__Okuma metni__:
Zeki Sarıhan
Hem süt tozu almak, hem de yürüyüş yapmış olmak amacıyla yakınımızdaki süpermarkete gidiyordum. Tam kapıdan içeriye gireceğim sırada Öğretmen Okulundan sınıf arkadaşım Galip aradı. Market’in dışındaki bir yükseltiye oturdum. Öylesine aramış. Birbirimize hal hatır sorduk.
Galip sınıf arkadaşlarımız içinde nispeten köylü kalmış olanlardandı. Mesleğini köyünün ilkokulunda tamamladı. Köylüler gibi inek de besliyordu. Öğretmen okulunda namaz kılan dört öğrenciden biriydi, halen de kıldığını sanırım. Eşi kapalıydı. Galip emekliliğini arıcılık yaparak değerlendiriyor, yılın büyük bölümünü Doğu Anadolu kırlarında arı güderek geçiriyordu. “Arazide misin, evinde misin?” diye sordum. “Arılarımı sattım. Artık yaşlandık Zeki, uğraşamıyorum” dedi.
Galip’e önceki gün yapılan cumhurbaşkanlığı ikinci tur seçimlerinin sonuçları hakkında ne düşündüğünü sordum. Ben onun Erdoğan’a oy vereceğini sanıyordum. “Hayır, şeye, Kılıçdaroğlu’na oy verdim” dedi, Sonra devam etti. “Fakat ne çare kazanamadı. Yıllardır seçime giriyor, olmayıp kazanamıyor.”
“Niçin kazanamıyor?” diye sordum.

__Veri listesinden alıntılar__:
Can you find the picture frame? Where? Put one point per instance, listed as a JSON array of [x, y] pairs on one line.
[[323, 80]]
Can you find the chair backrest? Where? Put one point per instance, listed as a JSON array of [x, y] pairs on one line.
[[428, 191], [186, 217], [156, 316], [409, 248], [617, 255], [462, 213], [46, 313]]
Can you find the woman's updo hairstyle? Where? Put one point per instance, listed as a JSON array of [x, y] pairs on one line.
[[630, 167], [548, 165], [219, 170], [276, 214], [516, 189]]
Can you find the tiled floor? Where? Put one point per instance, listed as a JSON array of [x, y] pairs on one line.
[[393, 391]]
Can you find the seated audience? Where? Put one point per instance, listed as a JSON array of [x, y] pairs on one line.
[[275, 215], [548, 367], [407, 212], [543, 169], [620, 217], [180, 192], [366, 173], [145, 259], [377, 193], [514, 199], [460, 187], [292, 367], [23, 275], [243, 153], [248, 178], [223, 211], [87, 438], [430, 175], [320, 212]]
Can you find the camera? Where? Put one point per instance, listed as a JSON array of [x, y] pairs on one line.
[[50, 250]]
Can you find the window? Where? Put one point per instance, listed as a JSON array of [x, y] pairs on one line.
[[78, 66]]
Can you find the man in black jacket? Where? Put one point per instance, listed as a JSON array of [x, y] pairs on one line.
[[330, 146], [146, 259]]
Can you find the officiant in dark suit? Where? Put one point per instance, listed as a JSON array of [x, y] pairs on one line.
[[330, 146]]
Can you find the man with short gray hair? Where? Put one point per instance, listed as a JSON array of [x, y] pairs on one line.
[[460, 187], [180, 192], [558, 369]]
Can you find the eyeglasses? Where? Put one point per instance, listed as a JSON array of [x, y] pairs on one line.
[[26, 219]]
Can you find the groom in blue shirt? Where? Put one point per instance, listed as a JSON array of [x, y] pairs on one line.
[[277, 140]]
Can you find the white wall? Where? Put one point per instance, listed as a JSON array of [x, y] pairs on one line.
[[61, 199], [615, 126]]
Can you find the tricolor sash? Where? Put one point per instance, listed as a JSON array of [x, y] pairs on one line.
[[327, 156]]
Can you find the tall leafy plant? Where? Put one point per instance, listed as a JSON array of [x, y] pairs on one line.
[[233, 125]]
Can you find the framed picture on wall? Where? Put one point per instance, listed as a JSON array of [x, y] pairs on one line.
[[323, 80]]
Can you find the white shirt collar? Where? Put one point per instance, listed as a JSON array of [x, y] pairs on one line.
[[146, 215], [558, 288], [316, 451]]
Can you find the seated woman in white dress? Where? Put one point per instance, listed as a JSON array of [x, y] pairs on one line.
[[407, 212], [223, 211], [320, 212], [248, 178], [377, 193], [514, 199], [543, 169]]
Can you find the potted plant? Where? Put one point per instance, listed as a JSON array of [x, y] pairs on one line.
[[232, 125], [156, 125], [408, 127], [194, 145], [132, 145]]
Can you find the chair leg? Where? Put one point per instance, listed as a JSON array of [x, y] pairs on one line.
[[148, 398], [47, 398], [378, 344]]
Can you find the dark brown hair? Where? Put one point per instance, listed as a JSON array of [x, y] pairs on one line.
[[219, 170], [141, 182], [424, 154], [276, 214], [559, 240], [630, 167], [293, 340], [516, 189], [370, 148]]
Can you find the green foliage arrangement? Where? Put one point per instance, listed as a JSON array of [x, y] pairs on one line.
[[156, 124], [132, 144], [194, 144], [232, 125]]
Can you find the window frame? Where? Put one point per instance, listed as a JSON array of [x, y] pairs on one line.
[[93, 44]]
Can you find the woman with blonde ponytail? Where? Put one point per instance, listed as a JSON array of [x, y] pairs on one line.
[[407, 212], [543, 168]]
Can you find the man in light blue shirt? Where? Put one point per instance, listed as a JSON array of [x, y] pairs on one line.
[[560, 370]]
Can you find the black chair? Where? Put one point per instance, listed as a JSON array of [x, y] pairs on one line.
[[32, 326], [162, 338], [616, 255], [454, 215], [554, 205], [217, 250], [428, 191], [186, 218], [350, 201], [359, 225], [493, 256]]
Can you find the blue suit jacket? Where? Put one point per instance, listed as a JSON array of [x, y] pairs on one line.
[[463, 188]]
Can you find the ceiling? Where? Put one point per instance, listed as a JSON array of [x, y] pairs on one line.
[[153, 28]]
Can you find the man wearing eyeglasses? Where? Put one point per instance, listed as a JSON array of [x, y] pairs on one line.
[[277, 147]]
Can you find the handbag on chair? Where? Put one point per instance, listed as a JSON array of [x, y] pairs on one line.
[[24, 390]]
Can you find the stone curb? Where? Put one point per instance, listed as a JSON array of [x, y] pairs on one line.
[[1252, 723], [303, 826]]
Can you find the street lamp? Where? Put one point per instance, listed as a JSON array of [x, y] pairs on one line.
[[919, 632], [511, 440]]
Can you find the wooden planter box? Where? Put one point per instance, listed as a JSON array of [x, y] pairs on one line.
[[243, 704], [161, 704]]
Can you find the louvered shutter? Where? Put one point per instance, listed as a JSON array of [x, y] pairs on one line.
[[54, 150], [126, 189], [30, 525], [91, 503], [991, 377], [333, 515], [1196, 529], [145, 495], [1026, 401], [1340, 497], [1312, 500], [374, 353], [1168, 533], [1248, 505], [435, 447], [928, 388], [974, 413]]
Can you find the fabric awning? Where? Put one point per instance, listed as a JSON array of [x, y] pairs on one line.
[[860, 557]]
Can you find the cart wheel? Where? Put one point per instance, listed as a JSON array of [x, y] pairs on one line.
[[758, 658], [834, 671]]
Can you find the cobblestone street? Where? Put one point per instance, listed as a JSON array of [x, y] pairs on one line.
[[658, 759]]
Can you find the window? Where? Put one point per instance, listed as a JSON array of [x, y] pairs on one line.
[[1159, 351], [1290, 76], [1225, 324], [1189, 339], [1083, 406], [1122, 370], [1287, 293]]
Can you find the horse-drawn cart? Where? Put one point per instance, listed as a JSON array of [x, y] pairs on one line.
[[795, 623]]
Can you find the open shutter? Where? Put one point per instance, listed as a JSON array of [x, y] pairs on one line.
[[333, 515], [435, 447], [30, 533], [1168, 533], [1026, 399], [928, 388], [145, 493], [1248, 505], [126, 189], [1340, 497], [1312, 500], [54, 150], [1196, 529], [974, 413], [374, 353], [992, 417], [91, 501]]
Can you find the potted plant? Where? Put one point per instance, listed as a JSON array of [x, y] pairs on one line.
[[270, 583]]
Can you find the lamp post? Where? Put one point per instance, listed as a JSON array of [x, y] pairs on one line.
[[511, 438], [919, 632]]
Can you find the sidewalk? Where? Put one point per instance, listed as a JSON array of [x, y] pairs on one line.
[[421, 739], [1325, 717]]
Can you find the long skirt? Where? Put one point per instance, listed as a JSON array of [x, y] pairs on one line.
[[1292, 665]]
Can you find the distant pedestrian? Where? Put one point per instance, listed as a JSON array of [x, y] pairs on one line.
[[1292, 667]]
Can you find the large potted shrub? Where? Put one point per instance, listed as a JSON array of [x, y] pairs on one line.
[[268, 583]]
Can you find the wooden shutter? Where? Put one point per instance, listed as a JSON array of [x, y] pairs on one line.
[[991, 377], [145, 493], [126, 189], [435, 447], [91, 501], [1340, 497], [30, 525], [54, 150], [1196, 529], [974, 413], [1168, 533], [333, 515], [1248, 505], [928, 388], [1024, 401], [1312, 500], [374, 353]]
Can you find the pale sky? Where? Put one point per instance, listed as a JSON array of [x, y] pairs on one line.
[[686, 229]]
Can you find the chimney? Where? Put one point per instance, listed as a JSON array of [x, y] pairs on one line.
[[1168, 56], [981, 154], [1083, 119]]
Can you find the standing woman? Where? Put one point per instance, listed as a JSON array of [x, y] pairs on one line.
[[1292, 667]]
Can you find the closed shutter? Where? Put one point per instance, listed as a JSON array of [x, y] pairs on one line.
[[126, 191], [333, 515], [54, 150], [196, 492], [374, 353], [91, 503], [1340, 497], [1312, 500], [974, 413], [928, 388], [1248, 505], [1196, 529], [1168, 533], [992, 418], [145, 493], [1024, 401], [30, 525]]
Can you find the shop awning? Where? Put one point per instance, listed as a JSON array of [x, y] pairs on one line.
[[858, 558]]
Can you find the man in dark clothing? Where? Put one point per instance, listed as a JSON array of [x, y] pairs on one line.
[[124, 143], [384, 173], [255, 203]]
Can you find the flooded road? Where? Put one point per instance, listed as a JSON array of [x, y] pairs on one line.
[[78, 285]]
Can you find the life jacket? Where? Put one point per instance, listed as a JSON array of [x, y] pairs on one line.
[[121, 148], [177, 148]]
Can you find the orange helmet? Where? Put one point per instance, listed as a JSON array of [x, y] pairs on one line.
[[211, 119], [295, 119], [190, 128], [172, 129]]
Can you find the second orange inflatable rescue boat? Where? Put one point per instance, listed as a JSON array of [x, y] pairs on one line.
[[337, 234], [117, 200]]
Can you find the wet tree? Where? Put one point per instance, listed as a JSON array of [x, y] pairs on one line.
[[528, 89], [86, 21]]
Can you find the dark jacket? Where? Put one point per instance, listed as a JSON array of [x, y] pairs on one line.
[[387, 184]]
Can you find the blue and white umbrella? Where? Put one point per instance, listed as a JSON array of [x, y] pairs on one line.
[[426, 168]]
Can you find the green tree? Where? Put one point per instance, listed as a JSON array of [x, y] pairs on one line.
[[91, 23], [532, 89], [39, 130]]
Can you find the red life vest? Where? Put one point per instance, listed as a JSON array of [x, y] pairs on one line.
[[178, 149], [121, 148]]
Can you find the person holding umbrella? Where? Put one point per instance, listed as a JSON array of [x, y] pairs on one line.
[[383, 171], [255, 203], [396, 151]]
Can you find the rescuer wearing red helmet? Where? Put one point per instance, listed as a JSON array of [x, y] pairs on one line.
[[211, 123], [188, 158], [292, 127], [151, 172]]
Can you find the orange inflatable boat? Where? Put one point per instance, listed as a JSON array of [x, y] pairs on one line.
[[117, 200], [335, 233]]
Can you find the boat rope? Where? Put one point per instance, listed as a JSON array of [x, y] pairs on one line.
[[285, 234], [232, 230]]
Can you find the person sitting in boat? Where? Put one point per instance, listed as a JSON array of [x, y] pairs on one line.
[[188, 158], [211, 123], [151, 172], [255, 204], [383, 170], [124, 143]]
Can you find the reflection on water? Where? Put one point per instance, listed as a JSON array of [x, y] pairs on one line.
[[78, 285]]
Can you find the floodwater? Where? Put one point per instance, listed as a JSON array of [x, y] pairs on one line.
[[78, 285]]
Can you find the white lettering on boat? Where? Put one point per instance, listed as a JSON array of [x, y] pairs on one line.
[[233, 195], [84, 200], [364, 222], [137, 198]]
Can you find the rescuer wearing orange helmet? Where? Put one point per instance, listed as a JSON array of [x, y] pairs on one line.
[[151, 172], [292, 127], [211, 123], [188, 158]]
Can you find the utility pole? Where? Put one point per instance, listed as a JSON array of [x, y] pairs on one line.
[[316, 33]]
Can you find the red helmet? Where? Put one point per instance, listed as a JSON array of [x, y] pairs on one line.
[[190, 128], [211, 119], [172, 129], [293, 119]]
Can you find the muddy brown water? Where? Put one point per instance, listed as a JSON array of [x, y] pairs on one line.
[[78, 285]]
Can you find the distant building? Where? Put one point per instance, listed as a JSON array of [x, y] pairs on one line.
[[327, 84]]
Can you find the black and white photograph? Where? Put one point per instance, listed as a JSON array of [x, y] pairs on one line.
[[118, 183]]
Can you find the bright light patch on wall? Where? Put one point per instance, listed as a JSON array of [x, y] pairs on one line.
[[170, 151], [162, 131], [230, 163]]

__Görev__: Okuma metninde, en üstteki ad dışında hangi kişi adları geçiyor? Hepsini sıralayın.

__Bu alıştırmanın çözümü__: Galip, Zeki, Erdoğan, Kılıçdaroğlu